TAREA BREVE 1:
Responde con datos del artículo:
(a) ¿En qué año se bajó el Chino Laborde de la orquesta?
(b) ¿Con qué grupo había grabado Julieta Laso Tango rante (2010)?
(c) ¿Qué canción cantaba Laso "con la boca llena de sangre"?

ARTÍCULO:
******
Así, mientras la escena redefinía la topografía de la ciudad, los muchachos de la orquesta aprendían los gajes del oficio y se estilizaban como músicos. La proyección tenía cada vez más espesor. Buenos Aires, a través de su caleidoscopio, parecía Hong Kong en algún libro de Piglia. El cielo deshecho, la luna girando en falso. Un billar con luces de bambú. Un buey jipón refunfuñando porque la droga que pagó y tomó religiosamente no produce ningún efecto. La radio que, durante 24 horas corridas, emite marketing de baba como la máquina de La ciudad ausente.

En el corazón de esa galaxia, moviendo las cabezas como pistones, estaban estos tipos. Gignoli, El Chino, Venturín, El Ministro, Terranova. Poco a poco, alrededor de la orquesta, se urdió una mitología de banda brava y picante. Una olla a presión. “Hemos atravesado muchas etapas”, dice Venturín. “Con la experiencia que fuimos adquiriendo, nos resulta más fácil canalizar toda esa tensión en un hecho artístico. Quizás en momentos primigenios todavía no estaba esa capacidad y había necesidad de estallar por otros lados”. Yuri se queda pensando un minuto. Finalmente, concede una sonrisa. “Ahora estamos bastante tranquilos”. Sí, claro.

 

En algún punto del 2014, el Chino Laborde se bajó de la orquesta y hubo amenaza de motín a bordo. Fueron días de zozobra. La cúpula se encerró en la cabina de mando y salió con el pliego de un golpe maestro que tenía nombre y apellido. Pero, ¿quién carajos era Julieta Laso? Dentro del pequeño guetto del tango nuevo, circulaba como una contraseña extremadamente secreta: esa morocha ataviada como Fito Páez en la época de Ciudad de pobres corazones ya había grabado Tango rante (2010) con el Cuarteto La Púa. Venturín, sin embargo, nunca la había visto: era la voz que cantaba “Alma de loca” al otro lado del paredón. La vecina de su novia. “Cuando comenzó a cantar Julieta, había personas que entre tema y tema gritaban ‘¡Que vuelva el Chino!’”, recuerda Venturín. “Por lo general, mujeres. Te puede gustar o no gustar, pero no hay dudas de que Julieta siempre es auténtica: se muestra completamente. En la orquesta, puso toda su desnudez como artista. Fue muy importante para mí”.

Menos que a un concierto, comprar una entrada para cada uno de aquellos primeros miércoles en el CAFF fue como asistir a la conversión de un vampiro. La orquesta arrojaba sombras expresionistas sobre el piso de tablón y Laso cantaba “Astiya” con la boca llena de sangre. Había algo de morbo. Algo digno de verse. “Era como tocar con el Indio”, dice Barrios. “Además de que siempre me pareció muy ricotera, arriba del escenario es un personaje con tanta fuerza y presencia escénica que te ceba. Todas las caras se van ahí”.
******
[Registros de una colección]
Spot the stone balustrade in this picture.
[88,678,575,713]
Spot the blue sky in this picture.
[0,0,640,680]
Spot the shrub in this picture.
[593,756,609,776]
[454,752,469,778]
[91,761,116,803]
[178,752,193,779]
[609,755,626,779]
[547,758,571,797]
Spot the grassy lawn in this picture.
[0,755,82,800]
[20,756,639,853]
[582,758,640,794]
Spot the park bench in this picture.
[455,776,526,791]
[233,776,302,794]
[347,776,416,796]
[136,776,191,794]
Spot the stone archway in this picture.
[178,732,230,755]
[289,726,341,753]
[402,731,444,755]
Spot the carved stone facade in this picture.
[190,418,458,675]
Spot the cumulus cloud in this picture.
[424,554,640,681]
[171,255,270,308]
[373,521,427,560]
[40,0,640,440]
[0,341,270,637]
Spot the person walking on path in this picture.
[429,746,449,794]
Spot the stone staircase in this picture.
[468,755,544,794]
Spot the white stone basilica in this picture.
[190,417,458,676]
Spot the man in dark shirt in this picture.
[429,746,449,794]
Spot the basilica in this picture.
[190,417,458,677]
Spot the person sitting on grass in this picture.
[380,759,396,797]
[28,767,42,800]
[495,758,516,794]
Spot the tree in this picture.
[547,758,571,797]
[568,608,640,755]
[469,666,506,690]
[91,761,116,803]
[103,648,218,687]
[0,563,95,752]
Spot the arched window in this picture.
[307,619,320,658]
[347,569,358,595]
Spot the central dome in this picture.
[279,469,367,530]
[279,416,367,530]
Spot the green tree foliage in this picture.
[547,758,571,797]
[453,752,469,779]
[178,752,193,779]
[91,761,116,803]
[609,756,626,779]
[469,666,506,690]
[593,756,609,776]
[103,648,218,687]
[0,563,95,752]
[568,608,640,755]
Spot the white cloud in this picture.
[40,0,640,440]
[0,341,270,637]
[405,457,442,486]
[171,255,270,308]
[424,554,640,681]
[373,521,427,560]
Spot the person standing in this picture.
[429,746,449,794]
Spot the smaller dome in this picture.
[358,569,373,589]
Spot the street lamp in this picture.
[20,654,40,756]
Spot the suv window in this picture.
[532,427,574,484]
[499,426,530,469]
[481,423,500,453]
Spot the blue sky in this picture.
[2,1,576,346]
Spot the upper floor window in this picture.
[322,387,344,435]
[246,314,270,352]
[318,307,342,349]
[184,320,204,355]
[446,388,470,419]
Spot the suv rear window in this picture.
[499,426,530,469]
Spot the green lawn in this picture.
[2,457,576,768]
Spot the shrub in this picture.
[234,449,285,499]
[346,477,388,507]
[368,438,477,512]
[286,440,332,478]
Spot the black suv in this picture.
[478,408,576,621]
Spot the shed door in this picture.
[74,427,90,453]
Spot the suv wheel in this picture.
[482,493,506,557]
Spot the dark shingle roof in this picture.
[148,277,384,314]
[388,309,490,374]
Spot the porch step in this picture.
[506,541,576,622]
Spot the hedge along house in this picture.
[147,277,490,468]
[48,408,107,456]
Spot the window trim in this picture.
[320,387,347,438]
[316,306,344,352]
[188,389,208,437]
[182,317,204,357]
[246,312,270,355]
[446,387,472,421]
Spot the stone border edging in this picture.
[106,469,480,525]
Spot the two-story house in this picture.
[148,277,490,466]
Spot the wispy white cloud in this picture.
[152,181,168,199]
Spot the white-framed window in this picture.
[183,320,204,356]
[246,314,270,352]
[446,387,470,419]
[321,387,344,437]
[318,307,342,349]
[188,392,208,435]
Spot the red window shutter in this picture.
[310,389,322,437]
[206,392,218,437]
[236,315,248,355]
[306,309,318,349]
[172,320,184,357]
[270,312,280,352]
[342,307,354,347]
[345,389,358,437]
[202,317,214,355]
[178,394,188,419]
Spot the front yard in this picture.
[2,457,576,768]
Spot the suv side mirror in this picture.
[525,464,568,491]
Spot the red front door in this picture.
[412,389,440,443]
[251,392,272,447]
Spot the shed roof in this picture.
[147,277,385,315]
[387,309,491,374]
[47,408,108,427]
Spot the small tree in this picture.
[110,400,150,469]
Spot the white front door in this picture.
******
TAREA BREVE 2:
Organiza en una tabla Markdown, con las columnas Número y Entrada, la parte de las entradas que empieza en la línea que contiene "Spot the stone staircase in this picture." y termina en la línea que contiene "[347,569,358,595]", ambas incluidas. Pon en cada fila el número de fila y la línea, y deja fuera las líneas en blanco.

RESULTADO DEL EJERCICIO 1:
(a) En 2014.
(b) Con el Cuarteto La Púa.
(c) "Astiya".

RESULTADO DEL EJERCICIO 2:
| Número | Entrada |
|---|---|
| 1 | Spot the stone staircase in this picture. |
| 2 | [468,755,544,794] |
| 3 | Spot the white stone basilica in this picture. |
| 4 | [190,417,458,676] |
| 5 | Spot the man in dark shirt in this picture. |
| 6 | [429,746,449,794] |
| 7 | Spot the basilica in this picture. |
| 8 | [190,417,458,677] |
| 9 | Spot the person sitting on grass in this picture. |
| 10 | [380,759,396,797] |
| 11 | [28,767,42,800] |
| 12 | [495,758,516,794] |
| 13 | Spot the tree in this picture. |
| 14 | [547,758,571,797] |
| 15 | [568,608,640,755] |
| 16 | [469,666,506,690] |
| 17 | [91,761,116,803] |
| 18 | [103,648,218,687] |
| 19 | [0,563,95,752] |
| 20 | Spot the arched window in this picture. |
| 21 | [307,619,320,658] |
| 22 | [347,569,358,595] |